Exercise task
Copy every one of the entries below word for word, keeping each character and line break unchanged.

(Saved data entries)
%%

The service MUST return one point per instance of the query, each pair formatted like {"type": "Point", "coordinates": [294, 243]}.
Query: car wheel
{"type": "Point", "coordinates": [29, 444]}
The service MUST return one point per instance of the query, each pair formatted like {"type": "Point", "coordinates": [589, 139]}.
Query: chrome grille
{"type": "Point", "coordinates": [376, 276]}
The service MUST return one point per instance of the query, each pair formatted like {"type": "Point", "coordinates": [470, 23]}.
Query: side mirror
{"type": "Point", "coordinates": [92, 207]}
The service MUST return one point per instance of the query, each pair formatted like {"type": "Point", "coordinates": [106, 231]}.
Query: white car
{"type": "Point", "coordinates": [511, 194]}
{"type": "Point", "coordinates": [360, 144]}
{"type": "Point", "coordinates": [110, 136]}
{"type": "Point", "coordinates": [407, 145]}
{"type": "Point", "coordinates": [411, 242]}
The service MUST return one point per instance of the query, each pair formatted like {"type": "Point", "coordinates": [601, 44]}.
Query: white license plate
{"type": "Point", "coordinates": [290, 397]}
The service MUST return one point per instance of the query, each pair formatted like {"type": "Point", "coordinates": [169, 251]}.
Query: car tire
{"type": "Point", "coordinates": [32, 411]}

%%

Reply to the task
The service MUST return one point per instance of the query, each pair formatted like {"type": "Point", "coordinates": [294, 243]}.
Query: car wheel
{"type": "Point", "coordinates": [29, 444]}
The service MUST return one point per instance of the query, each pair formatted like {"type": "Point", "coordinates": [589, 139]}.
Query: chrome grille
{"type": "Point", "coordinates": [376, 276]}
The service MUST return one point per instance of the query, each pair formatted like {"type": "Point", "coordinates": [470, 23]}.
Query: side mirror
{"type": "Point", "coordinates": [92, 207]}
The service MUST return one point per instance of the query, each pair formatted like {"type": "Point", "coordinates": [106, 231]}.
Query: white car
{"type": "Point", "coordinates": [511, 194]}
{"type": "Point", "coordinates": [360, 144]}
{"type": "Point", "coordinates": [110, 136]}
{"type": "Point", "coordinates": [407, 145]}
{"type": "Point", "coordinates": [411, 242]}
The service MUST return one point per instance of the query, each pair formatted like {"type": "Point", "coordinates": [601, 44]}.
Query: white license plate
{"type": "Point", "coordinates": [290, 397]}
The service MUST return one point per instance of the query, each pair formatted like {"type": "Point", "coordinates": [169, 251]}.
Query: car tire
{"type": "Point", "coordinates": [32, 411]}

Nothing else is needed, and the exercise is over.